Não, esta não é a "traição" do PMDB ao PT. Não se pode falar em traição duma relação de confiança que nunca existiu; o condomínio PT-PMDB no poder sempre foi uma coabitação tensa e guardada. As piadas de que Suplicy, nas inúmeras audiências negadas, queria alertar Dilma sobre Temer são só isso: piada, e tanto Dilma quanto Lula sabiam que Temer era um risco quando o aceitaram como vice-presidente. Fala-se da fábula do sapo e do escorpião de Orwell, mas o sapo tinha sido convencido de que o escorpião não o picaria, e não é o caso do PT, que aceitou o escorpião apenas por falta de opções. A analogia mais próxima seria com os Aliados da Segunda Grande Guerra: ninguém acha que o início quase imediato da guerra fria tenha sido "traição" por Truman ou Stalin. Ninguém - pelo menos não ninguém com ouvidos abertos - pensava que a velha oligarquia, da qual o PMDB é parte, tinha virado amiga do PT só porque fazia negócios com ele. A Andrade Gutierrez que o diga.
Mas houve, sim, um ator do qual se pode falar em traição, no sentido de quebra de expectativa, em relação ao PT, e esse ator é o judiciário (incluindo ministério público e polícia federal), no qual o partido via um aliado e que foi seu principal algoz. (Sim, mais ainda que imprensa ou a velha oligarquia.) Traição, mais ainda, porque, ao contrário da velha oligarquia cujo poder já estava lá, foi o PT que elevou a um real Poder da República a Procuradoria-Geral, cujo chefe em tempos idos era chamado de Engavetador-Geral da República. Foi o PT quem deu dinheiro e independência reais à PF, que antes era ferramenta a ser usada por figurões. E foi o PT quem nomeou um Supremo Tribunal independente. Alguém imagina Gilmar Mendes ou Ellen Northfleet condenando José Serra, mesmo com provas, quanto mais "porque a literatura jurídica assim o permite"?

Registros de origem:
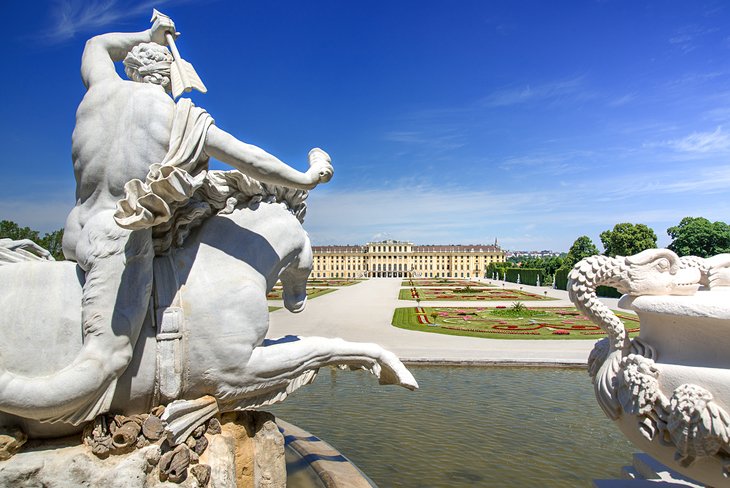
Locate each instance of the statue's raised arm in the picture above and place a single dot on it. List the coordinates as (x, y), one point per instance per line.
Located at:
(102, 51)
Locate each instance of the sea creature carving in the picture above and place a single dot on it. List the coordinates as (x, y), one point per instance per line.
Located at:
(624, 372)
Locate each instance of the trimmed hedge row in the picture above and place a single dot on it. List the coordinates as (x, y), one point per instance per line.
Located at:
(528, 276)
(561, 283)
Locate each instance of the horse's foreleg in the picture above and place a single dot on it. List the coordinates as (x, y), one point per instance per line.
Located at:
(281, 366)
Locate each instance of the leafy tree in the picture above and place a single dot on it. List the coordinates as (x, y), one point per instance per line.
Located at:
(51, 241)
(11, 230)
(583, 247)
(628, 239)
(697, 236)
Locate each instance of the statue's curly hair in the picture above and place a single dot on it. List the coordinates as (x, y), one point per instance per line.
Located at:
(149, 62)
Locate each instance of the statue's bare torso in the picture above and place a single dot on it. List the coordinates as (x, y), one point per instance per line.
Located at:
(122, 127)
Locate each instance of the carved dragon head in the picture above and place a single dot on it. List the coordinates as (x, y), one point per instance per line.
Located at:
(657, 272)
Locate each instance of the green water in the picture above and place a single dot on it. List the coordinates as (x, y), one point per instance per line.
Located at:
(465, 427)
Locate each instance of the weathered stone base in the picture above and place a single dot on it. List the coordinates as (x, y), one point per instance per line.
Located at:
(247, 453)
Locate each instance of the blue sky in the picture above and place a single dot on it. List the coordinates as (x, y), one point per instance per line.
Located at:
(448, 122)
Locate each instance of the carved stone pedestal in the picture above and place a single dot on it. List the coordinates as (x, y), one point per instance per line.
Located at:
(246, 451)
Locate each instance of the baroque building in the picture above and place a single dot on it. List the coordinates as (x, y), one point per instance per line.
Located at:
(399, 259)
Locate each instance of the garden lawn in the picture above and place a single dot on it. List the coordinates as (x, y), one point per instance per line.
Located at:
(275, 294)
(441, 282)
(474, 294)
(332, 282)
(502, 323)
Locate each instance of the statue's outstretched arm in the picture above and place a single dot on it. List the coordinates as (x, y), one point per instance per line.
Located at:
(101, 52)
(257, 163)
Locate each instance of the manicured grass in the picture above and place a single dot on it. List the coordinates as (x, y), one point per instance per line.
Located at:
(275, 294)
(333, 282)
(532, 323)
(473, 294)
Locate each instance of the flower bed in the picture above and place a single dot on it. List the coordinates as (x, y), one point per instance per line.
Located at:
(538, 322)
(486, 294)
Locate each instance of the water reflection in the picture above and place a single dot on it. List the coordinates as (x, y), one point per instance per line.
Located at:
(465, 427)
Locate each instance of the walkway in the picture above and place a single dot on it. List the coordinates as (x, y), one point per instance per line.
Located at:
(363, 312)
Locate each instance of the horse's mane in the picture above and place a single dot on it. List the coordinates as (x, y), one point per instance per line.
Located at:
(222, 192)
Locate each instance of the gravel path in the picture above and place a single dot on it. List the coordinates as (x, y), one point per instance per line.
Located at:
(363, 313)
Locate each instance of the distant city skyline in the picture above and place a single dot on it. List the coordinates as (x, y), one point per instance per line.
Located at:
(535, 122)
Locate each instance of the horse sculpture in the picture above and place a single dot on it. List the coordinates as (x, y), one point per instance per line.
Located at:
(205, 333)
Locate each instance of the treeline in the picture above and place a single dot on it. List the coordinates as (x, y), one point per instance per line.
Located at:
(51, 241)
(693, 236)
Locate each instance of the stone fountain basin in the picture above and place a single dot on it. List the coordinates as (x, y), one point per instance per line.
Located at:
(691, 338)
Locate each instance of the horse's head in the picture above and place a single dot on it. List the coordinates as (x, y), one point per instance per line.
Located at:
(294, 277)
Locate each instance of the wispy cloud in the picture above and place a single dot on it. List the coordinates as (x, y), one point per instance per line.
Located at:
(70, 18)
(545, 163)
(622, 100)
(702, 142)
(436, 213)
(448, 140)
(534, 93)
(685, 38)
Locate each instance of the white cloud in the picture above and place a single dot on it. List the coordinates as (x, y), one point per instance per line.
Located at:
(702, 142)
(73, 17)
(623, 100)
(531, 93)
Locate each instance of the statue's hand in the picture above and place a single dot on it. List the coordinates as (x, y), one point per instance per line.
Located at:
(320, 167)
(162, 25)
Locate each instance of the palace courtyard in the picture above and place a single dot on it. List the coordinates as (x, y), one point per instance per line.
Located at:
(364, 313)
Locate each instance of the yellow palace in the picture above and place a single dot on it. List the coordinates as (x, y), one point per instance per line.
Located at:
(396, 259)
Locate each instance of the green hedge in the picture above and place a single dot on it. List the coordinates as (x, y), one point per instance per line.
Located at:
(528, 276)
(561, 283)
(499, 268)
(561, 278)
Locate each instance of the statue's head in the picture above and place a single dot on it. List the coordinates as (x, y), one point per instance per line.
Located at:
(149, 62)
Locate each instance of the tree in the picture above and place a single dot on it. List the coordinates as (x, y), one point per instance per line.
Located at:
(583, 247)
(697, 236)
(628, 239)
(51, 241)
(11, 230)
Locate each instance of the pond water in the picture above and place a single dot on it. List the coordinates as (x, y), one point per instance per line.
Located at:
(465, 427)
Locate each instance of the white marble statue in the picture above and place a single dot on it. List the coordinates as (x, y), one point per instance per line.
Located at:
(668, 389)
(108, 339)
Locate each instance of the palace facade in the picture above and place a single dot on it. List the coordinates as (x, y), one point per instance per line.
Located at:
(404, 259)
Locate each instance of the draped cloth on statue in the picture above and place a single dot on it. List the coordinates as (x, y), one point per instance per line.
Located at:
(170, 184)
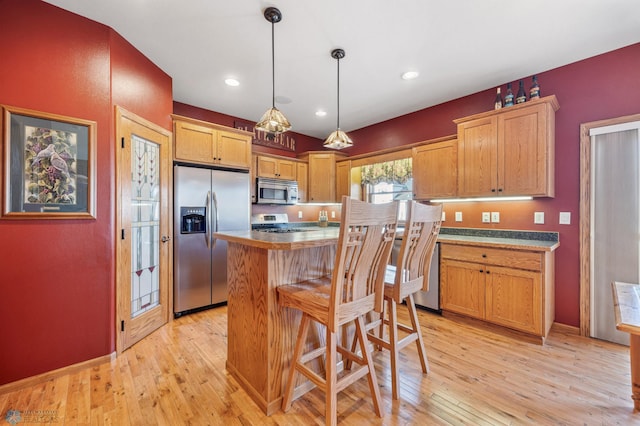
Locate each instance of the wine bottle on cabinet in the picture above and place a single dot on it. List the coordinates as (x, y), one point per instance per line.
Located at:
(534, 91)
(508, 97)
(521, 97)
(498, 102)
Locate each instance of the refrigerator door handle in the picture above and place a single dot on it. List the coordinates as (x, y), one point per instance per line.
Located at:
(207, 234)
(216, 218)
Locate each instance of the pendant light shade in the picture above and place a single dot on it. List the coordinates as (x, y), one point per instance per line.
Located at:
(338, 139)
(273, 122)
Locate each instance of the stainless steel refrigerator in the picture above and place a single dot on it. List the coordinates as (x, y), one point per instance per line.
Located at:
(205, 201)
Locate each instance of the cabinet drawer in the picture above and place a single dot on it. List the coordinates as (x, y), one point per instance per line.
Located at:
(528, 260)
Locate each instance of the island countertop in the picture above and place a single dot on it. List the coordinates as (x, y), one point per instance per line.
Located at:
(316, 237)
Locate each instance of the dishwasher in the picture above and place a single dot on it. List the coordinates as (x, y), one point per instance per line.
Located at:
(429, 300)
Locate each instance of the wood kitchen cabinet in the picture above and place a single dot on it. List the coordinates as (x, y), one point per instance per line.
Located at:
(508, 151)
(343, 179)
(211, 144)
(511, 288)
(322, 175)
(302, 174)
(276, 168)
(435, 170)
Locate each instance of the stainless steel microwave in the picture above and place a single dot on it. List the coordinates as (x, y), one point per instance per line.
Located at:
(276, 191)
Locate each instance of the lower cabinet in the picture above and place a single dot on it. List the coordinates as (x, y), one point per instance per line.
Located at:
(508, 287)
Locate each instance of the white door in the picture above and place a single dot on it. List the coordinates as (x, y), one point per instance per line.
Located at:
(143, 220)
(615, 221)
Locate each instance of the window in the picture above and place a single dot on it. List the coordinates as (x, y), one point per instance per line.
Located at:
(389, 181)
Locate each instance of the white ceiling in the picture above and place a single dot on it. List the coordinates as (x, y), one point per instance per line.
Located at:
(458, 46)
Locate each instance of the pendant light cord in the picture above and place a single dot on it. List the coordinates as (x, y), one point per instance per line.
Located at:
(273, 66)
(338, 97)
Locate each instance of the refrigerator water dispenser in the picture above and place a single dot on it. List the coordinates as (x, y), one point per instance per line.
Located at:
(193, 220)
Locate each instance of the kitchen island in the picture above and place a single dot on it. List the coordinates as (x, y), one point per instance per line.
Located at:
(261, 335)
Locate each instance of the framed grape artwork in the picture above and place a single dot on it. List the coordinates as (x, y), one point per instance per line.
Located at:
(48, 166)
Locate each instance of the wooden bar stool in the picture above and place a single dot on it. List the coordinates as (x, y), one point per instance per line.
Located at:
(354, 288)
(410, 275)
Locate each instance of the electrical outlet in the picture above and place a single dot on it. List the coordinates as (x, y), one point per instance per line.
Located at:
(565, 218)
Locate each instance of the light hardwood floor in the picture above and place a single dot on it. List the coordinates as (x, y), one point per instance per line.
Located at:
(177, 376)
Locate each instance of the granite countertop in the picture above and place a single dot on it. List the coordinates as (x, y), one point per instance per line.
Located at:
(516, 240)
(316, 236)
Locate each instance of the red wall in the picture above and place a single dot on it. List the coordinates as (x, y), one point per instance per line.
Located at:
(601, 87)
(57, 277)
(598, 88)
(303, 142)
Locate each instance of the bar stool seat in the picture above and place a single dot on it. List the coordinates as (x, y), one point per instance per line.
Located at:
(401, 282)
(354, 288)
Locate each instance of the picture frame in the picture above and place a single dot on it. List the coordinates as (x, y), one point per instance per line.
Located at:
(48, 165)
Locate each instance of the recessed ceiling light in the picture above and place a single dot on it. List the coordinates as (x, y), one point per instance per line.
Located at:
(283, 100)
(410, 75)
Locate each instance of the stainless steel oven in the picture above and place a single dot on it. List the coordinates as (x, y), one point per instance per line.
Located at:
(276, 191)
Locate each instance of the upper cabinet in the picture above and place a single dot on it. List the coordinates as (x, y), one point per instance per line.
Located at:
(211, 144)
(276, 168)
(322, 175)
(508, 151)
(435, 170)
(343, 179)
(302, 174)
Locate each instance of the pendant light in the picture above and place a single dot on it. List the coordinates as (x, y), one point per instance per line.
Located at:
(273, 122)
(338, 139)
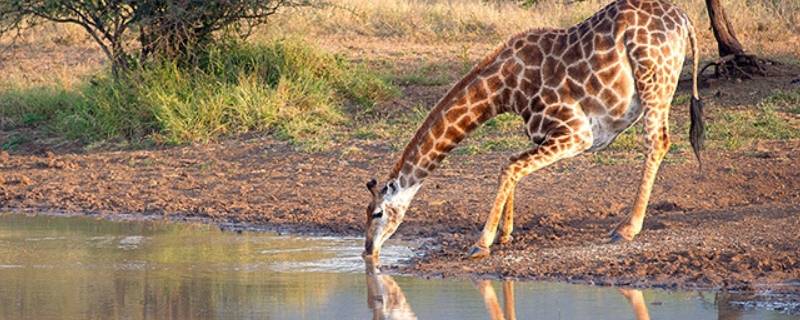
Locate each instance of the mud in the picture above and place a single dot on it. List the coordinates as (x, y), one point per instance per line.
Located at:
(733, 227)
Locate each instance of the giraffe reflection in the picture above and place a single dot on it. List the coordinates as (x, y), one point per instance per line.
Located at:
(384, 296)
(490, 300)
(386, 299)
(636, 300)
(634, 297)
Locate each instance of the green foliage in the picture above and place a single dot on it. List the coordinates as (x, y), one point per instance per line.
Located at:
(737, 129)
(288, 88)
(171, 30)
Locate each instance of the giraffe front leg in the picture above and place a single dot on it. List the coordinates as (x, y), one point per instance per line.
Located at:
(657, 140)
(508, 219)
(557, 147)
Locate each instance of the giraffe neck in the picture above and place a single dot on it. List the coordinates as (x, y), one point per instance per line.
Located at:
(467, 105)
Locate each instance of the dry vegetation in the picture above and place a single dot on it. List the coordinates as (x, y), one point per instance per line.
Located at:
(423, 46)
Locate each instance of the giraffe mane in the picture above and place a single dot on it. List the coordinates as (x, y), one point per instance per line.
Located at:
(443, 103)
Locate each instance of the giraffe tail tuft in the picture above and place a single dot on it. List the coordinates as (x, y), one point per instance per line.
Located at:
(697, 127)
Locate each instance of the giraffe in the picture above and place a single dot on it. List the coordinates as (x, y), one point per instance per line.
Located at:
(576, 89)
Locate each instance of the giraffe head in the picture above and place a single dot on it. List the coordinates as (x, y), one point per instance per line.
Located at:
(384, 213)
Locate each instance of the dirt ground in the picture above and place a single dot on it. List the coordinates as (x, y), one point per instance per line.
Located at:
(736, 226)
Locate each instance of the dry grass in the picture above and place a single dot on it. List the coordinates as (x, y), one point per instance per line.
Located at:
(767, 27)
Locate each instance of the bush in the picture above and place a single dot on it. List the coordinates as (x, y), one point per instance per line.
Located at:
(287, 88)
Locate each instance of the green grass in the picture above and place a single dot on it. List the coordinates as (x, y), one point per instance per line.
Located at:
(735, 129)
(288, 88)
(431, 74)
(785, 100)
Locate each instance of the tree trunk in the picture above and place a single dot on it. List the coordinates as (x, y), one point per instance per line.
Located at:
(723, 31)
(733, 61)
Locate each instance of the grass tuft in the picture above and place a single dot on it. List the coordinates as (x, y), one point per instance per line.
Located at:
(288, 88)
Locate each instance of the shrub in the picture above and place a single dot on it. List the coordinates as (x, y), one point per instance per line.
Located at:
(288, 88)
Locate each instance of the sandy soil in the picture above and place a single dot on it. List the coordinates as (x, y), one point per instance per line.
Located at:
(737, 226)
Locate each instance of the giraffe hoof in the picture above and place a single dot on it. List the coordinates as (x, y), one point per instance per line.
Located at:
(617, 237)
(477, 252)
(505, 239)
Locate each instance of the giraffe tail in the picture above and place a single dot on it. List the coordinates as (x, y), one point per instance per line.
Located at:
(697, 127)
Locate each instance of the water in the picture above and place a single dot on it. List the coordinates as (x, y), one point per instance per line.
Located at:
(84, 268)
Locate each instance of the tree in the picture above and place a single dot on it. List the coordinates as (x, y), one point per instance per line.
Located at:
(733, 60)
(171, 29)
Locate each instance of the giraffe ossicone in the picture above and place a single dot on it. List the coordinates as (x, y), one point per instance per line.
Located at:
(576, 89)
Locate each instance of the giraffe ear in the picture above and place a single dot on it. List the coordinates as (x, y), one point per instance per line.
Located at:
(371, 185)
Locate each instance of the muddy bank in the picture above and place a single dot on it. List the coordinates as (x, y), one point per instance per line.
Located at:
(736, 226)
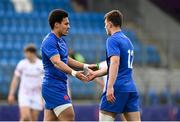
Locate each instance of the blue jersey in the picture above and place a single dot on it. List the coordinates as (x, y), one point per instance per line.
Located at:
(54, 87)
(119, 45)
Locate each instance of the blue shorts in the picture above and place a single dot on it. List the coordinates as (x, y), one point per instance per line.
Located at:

> _Tarefas propostas_
1/ Indique se cada afirmação está de acordo com o texto sobre o PT: (a) Dilma e Lula sabiam que Temer representava um risco quando o aceitaram como vice-presidente; (b) a imprensa foi o principal algoz do PT; (c) o PT deu dinheiro e independência reais à Polícia Federal.
2/ Segundo o texto sobre o PT, como era chamado, em tempos idos, o chefe da Procuradoria-Geral?
3/ Prossiga com o texto sobre o PT a partir do ponto em que ele termina.
A listagem não tem qualquer papel nesta atividade.

> _Respostas em ordem_
1/
(a) Sim: "tanto Dilma quanto Lula sabiam que Temer era um risco quando o aceitaram como vice-presidente".
(b) Não: "esse ator é o judiciário (incluindo ministério público e polícia federal), no qual o partido via um aliado e que foi seu principal algoz. (Sim, mais ainda que imprensa ou a velha oligarquia.)"
(c) Sim: "Foi o PT quem deu dinheiro e independência reais à PF".

2/ Engavetador-Geral da República.

3/
Por que o PT fez isso, e por que isso se voltou contra o partido, é, acho uma questão simples: o partido que tem "dos Trabalhadores" no nome fez uma leitura liberal clássica das instituições públicas, esquecendo de questões de classe. Primeiro, acho que deve ser descartada a idéia de que a hipertrofia e independência concedidas ao aparato judicial foram resultado de "republicanismo" ou "boas intenções" genéricas do PT. Se o partido fosse essa virgem de Vesta, não teria cometido nada que permitisse à justiça se voltar contra ele.
Antes, arriscando um chute, o que o partido fez foi, ao prover de independência o judiciário (e cia. ltda.), trabalhar para construir essa independência de forma firme no funcionamento e nas mentalidades, evitando com isso que, uma vez perdendo nas urnas, o sucessor pudesse usá-lo contra ele. E fez isso desde sempre porque as repetidas vitórias do PT nas urnas estavam longe de ser favas contadas; só foram garantidas pela desconfiança popular de que o programa apresentado pelos adversários na propaganda eleitoral não era o verdadeiro, confirmada agora com o governo interino PMDB-PSDB. Acreditou que, sendo criada uma verdadeira noblesse d'état, essa aristocracia seria, se não amistosa, pelo menos neutra.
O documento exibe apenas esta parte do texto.